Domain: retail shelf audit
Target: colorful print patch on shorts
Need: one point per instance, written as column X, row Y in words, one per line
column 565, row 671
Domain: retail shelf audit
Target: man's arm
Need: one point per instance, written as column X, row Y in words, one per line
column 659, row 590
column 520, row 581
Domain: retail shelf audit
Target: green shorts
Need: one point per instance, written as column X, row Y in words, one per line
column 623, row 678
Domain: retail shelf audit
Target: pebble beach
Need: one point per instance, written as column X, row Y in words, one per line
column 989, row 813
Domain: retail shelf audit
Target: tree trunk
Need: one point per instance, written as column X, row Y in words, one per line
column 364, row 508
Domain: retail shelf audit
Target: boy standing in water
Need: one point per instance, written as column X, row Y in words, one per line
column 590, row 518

⁂

__Exercise goal__: Reproduce all of the records above line for line, without changing a single character.

__Completed exercise__:
Domain: retail shelf audit
Target: colorful print patch on shorts
Need: one point per instance, written as column X, row Y in words, one per line
column 565, row 671
Domain: retail shelf audit
Target: man's arm
Need: one point per instance, written as column X, row Y in words, one per line
column 659, row 590
column 520, row 581
Domain: retail shelf audit
Target: green shorts
Need: one point per instance, written as column X, row Y in words, one per line
column 623, row 678
Domain: retail shelf audit
Target: pebble beach
Need: one point per instance, written as column X, row Y in words, one per line
column 989, row 813
Domain: retail shelf audit
Target: tree trunk
Need: one point per instance, written as column X, row Y in words, one per line
column 364, row 508
Domain: retail shelf audit
Target: boy standing in water
Need: one point per instance, written as column X, row Y in words, one per line
column 590, row 518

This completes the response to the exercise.